> **Aim**: Copy these lines word for word, starting at the line containing "Target: bakery storefront" and ending with the last of the lines.

________________________________________

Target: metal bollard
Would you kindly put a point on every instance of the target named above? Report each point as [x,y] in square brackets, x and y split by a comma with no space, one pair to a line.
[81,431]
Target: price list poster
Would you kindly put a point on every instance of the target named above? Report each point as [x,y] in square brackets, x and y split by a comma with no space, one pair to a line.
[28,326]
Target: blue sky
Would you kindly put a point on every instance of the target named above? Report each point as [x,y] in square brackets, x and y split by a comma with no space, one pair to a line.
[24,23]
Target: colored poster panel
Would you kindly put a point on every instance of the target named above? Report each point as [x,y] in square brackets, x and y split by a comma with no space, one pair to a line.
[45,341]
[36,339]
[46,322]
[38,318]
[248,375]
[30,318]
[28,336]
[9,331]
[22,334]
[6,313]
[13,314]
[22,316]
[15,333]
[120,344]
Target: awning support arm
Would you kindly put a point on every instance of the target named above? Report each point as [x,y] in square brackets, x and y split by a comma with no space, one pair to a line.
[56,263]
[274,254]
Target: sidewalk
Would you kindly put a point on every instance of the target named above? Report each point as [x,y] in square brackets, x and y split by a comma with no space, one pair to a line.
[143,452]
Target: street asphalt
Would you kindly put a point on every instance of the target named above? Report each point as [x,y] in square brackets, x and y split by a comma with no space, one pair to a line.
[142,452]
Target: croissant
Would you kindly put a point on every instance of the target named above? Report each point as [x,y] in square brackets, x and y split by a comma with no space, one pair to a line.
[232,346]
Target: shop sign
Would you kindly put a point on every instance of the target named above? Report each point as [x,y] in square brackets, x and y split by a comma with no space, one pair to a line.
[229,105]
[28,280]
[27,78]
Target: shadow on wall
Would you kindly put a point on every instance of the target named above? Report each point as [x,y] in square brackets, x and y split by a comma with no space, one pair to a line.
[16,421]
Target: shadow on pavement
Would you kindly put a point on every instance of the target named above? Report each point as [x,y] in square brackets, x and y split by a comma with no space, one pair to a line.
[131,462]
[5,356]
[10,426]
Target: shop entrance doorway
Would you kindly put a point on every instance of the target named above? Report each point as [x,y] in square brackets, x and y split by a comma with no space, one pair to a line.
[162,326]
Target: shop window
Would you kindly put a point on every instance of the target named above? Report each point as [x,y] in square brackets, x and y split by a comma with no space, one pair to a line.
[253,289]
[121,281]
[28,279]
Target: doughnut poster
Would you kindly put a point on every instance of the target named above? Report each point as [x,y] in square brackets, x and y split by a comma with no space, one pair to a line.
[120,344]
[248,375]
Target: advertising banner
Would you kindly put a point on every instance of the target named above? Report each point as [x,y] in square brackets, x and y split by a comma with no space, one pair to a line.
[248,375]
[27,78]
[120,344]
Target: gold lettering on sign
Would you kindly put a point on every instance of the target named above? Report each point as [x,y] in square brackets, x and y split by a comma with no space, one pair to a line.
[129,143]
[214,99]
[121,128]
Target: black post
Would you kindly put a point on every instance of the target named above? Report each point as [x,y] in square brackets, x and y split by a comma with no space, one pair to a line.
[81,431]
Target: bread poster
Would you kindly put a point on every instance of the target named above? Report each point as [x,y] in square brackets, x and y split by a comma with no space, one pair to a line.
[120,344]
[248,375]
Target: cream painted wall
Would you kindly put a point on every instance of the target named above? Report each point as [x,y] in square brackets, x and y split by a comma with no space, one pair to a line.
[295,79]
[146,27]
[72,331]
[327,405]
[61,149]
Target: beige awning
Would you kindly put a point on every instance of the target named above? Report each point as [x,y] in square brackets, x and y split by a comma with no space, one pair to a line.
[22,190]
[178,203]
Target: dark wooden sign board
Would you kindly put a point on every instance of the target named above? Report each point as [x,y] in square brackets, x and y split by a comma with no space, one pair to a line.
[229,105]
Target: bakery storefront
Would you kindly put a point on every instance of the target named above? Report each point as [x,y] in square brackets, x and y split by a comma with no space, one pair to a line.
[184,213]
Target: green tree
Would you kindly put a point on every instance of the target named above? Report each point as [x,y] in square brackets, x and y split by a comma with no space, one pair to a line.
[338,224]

________________________________________

> **Correct answer**:
Target: bakery storefront
Would you kindly put a point on every instance of the target named above? Report each point as [x,y] in square brackets, x and y split by a comma with no space, one pair to a line.
[184,213]
Target: green tree
Would you kindly put a point on every instance of the target named above? Report each point as [x,y] in square brackets, x and y split by a comma with no space, one pair to a line.
[338,224]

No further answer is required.